Деревня разбредается, деревня уходит. Это знают все, всех это волнует — кого искренне, кого, может быть, и притворно. В этом уходе я вижу только потерю. И в свое время мучался этим, кричал, призывал… Наивно! Жизнь сильнее наших заклинаний, ее законы неподвластны, непреодолимы. И что прежняя деревня уходит и уйдет, это ясно теперь как божий день.

Но куда она приходит и к чему придет, в конце концов? Вот вопрос! И эта сторона проблемы теперь-то и волнует меня более всего.

Бывают разные пути ухода. Благополучные, менее благополучные. Мой Егор, уйдя из деревни, потерял все. Его понесло по жизни, как ветром сломанную ветку. Выпавшего из родного гнезда, его прибрали к рукам нечистоплотные люди. Приласкали, приголубили в трудную минуту — зло-то, оно всегда хитрее, активнее воюет за человеческую душу. И вот Егор стал вором.

Мне кажется, что в таком повороте событий никакого особого «сочинительства» с моей стороны нет. В годы войны и потом, когда нас в деревне хватанула голодуха, я тоже вынужден был уйти из дома и вдоволь насмотрелся на то, что случалось с нашим братом, оказавшимся за пределами родной деревни. Встречал я и таких, как мой Егор.

**ИСХОДНЫЕ ДАННЫЕ**
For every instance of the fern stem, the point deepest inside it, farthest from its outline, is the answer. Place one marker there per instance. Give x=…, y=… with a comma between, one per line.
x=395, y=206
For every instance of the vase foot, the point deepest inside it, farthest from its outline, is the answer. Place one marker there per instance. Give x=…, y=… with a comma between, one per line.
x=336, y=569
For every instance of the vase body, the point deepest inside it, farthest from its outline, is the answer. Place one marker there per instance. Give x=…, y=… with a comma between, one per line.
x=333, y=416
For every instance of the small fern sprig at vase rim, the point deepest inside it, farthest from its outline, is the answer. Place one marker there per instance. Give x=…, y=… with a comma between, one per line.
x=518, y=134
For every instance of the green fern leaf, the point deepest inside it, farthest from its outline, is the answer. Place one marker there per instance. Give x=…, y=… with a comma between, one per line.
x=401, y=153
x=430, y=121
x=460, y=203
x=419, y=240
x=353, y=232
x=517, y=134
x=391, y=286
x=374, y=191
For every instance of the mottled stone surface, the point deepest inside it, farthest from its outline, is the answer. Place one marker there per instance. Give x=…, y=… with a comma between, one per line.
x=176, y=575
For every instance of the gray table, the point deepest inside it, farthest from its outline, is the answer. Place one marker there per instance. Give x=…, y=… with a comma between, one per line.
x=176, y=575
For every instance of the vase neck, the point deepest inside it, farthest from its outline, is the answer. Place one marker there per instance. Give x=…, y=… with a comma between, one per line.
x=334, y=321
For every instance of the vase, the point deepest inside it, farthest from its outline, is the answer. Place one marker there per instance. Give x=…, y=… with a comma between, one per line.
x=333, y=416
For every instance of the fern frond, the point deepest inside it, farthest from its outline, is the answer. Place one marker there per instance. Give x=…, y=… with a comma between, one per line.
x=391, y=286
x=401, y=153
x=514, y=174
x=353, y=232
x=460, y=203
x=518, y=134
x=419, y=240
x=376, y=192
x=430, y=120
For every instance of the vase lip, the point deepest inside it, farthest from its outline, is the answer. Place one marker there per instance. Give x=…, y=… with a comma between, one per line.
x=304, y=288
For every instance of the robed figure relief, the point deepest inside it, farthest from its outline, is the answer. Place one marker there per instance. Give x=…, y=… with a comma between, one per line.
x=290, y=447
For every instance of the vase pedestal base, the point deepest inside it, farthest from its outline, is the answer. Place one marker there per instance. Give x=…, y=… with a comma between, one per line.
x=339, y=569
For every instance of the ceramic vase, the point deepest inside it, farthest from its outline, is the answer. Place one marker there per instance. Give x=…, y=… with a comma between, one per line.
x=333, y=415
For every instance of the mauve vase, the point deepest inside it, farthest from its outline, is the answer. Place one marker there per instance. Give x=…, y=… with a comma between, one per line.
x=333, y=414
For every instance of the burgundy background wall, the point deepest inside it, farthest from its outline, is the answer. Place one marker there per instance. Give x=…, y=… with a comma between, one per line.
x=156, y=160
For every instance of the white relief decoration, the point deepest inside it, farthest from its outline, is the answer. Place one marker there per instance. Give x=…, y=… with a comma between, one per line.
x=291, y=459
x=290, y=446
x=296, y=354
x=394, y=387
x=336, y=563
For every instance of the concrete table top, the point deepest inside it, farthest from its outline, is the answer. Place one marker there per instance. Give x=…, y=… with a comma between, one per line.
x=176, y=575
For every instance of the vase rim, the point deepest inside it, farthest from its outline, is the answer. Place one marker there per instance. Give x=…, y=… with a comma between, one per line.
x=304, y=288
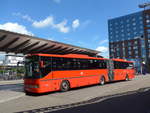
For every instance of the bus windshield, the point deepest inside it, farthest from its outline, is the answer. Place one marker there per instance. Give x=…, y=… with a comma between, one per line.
x=32, y=67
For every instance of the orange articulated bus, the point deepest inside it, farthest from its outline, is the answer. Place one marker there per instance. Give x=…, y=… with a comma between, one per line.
x=49, y=72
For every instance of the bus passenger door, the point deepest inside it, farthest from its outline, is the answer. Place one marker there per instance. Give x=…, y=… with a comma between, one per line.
x=110, y=70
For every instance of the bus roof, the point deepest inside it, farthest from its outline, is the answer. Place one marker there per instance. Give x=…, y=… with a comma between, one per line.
x=122, y=60
x=69, y=56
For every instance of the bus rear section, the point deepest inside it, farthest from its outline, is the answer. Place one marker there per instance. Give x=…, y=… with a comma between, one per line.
x=57, y=72
x=120, y=69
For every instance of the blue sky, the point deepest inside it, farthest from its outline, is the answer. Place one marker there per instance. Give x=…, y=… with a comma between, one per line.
x=78, y=22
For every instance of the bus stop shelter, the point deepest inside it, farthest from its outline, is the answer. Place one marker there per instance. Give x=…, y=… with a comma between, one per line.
x=20, y=43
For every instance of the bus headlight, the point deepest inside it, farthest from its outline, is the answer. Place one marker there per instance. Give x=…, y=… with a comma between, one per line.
x=32, y=86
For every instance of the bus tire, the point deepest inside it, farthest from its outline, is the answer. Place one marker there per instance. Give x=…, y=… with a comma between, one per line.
x=102, y=80
x=65, y=85
x=127, y=78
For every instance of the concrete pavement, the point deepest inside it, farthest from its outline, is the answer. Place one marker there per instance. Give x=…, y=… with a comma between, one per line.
x=25, y=103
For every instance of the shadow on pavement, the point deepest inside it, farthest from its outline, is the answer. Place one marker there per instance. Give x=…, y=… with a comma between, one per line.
x=12, y=87
x=130, y=102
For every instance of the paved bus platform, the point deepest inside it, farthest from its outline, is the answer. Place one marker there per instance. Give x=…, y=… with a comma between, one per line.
x=12, y=95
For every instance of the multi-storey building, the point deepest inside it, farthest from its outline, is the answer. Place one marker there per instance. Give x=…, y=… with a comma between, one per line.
x=129, y=37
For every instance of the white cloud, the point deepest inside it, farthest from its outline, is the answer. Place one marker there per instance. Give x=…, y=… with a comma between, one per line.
x=26, y=17
x=15, y=27
x=62, y=26
x=75, y=23
x=43, y=23
x=47, y=22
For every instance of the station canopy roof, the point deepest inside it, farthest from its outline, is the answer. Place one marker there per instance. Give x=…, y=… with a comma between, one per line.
x=20, y=43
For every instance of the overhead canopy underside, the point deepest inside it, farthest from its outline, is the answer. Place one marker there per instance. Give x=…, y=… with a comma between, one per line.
x=19, y=43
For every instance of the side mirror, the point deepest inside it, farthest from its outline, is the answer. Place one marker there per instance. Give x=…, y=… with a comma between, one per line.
x=41, y=64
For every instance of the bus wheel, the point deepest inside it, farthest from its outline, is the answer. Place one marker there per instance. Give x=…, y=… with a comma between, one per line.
x=127, y=78
x=102, y=80
x=65, y=86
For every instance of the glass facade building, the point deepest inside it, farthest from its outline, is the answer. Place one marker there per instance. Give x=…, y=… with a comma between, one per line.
x=129, y=37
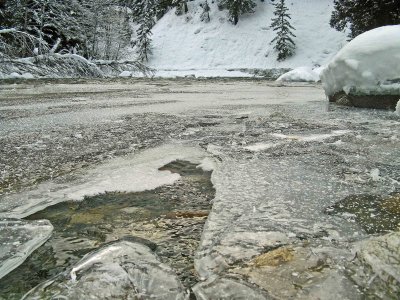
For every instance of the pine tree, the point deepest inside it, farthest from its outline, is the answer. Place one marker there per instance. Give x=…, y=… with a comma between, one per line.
x=146, y=23
x=363, y=15
x=237, y=7
x=284, y=43
x=205, y=15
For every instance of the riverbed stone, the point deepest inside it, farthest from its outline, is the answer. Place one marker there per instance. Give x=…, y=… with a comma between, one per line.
x=366, y=101
x=376, y=268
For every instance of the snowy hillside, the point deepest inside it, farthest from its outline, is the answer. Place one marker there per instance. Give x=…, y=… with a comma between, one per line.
x=184, y=43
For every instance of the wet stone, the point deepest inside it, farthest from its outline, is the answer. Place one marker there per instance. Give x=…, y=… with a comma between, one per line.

**ЧТО СДЕЛАТЬ**
1. Кем стал Егор, согласно отрывку об уходе из деревни?
2. Отредактируй записи между строкой, где есть «For every instance of the fern frond, the», и строкой, где есть «x=339, y=569», включительно: везде замени «marker» на «pin», а всё прочее оставь как есть. Выведи только эти строки.

**ОТВЕТЫ**
1. Егор стал вором.

2.
For every instance of the fern frond, the point deepest inside it, farthest from its outline, is the answer. Place one pin there per instance. Give x=…, y=… with a comma between, one per line.
x=391, y=286
x=401, y=153
x=514, y=174
x=353, y=232
x=460, y=203
x=518, y=134
x=419, y=240
x=376, y=192
x=430, y=120
For every instance of the vase lip, the point deepest inside it, farthest from its outline, is the answer. Place one pin there per instance. Give x=…, y=… with a comma between, one per line.
x=304, y=288
For every instance of the robed figure relief, the point deepest inside it, farthest from its outline, is the answer. Place one pin there per instance. Give x=…, y=… with a comma between, one per line.
x=290, y=447
For every instance of the vase pedestal base, the point deepest inside it, farthest from its outline, is the answer. Place one pin there per instance. Give x=…, y=… with a comma between, one per line.
x=339, y=569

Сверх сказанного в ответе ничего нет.